Natural language region descriptions:
● ● ●
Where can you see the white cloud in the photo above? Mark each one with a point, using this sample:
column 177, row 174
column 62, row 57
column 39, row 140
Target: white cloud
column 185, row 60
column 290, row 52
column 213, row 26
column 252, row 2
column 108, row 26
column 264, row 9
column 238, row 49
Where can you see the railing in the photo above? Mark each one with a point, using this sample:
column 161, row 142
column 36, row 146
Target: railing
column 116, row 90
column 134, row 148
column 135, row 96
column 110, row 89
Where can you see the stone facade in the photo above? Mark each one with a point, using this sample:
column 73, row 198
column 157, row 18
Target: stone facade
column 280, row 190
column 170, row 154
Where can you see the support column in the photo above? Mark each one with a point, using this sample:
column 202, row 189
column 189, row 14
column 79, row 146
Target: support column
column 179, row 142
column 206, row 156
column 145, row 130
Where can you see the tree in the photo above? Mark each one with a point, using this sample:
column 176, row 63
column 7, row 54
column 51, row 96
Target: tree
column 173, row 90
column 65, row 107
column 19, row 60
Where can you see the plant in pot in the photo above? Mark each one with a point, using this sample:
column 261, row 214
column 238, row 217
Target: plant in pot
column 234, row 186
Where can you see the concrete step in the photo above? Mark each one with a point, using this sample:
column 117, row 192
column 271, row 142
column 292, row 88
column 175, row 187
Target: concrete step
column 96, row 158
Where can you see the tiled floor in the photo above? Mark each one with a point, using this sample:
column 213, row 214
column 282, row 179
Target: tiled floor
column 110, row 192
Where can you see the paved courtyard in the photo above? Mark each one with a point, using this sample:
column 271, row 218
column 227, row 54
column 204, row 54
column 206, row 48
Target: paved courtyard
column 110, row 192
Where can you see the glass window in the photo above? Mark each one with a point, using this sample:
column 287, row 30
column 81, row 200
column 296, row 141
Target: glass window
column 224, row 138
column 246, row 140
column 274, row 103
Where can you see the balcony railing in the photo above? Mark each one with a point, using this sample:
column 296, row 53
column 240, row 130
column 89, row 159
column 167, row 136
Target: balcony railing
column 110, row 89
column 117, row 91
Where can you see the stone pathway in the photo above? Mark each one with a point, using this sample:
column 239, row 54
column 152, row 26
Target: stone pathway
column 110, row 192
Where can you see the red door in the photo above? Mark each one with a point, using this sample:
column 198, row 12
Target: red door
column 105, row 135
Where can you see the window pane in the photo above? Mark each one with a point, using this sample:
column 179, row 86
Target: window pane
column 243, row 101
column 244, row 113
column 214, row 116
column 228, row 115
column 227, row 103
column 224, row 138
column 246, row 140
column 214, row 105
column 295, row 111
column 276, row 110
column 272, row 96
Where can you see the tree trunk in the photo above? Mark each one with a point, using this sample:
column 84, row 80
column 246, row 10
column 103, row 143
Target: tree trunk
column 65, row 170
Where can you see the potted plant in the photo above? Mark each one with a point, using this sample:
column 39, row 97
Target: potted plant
● ● ●
Instructions for the task
Retype the entries. Every line must match exactly.

Written answer
Where can you see the white cloud in the photo above? Mark each one with a point, using this sample:
column 177, row 174
column 62, row 57
column 39, row 140
Target: white cloud
column 185, row 60
column 290, row 52
column 213, row 26
column 252, row 2
column 108, row 26
column 264, row 9
column 238, row 49
Where can you see the railing in the photo above? Mark each one with a point, using this sample:
column 161, row 142
column 36, row 146
Target: railing
column 116, row 90
column 134, row 148
column 135, row 96
column 110, row 89
Where can you see the stone facade in the photo above? Mark each one with a point, using this sample:
column 73, row 198
column 157, row 18
Target: stone facade
column 280, row 190
column 170, row 154
Where can you see the support column in the photo above? Mark each one with a point, using this sample:
column 202, row 189
column 189, row 14
column 79, row 146
Target: support column
column 179, row 142
column 206, row 156
column 145, row 130
Where can you see the tree in the photo above? Mark each one with a point, using this sample:
column 176, row 63
column 7, row 54
column 51, row 96
Target: tree
column 173, row 90
column 65, row 107
column 19, row 60
Where can you see the plant in pot in the photo above? Mark each one with a point, using this sample:
column 261, row 214
column 238, row 217
Target: plant in pot
column 234, row 186
Where can you see the concrete step in the photo above? Mark each one with a point, using this sample:
column 117, row 192
column 271, row 142
column 292, row 88
column 175, row 187
Target: concrete step
column 96, row 158
Where can you see the tiled floor in the photo above? Mark each one with a point, using this sample:
column 213, row 214
column 282, row 179
Target: tiled floor
column 110, row 192
Where can you see the paved courtyard in the photo above? Mark each one with a point, using this sample:
column 271, row 218
column 227, row 54
column 204, row 54
column 206, row 48
Target: paved courtyard
column 110, row 192
Where can you see the glass window in the photo above? Mark each one with a point, using this sample:
column 287, row 30
column 81, row 200
column 296, row 141
Target: glass window
column 224, row 138
column 246, row 140
column 274, row 103
Where can you see the balcony railing in the photo above? Mark each one with a point, using this sample:
column 296, row 53
column 240, row 130
column 89, row 159
column 167, row 136
Target: balcony railing
column 110, row 89
column 117, row 91
Where can you see the stone pathway in the photo above? Mark each one with a point, using this sample:
column 239, row 54
column 152, row 26
Target: stone pathway
column 110, row 192
Where can you see the red door in the photo above? Mark each one with a point, using this sample:
column 198, row 12
Target: red door
column 105, row 135
Where can you see the window pane in the photo above? Mark each one with a point, using this sample:
column 179, row 86
Target: window pane
column 243, row 101
column 244, row 113
column 214, row 116
column 228, row 115
column 227, row 103
column 224, row 138
column 246, row 140
column 214, row 105
column 295, row 111
column 276, row 110
column 272, row 96
Where can you see the tree trunk in the photo above? Mark each one with a point, using this sample:
column 84, row 80
column 246, row 10
column 103, row 143
Target: tree trunk
column 65, row 170
Where can you see the potted plant in the photo above? Mark each one with a point, using this sample:
column 39, row 97
Target: potted plant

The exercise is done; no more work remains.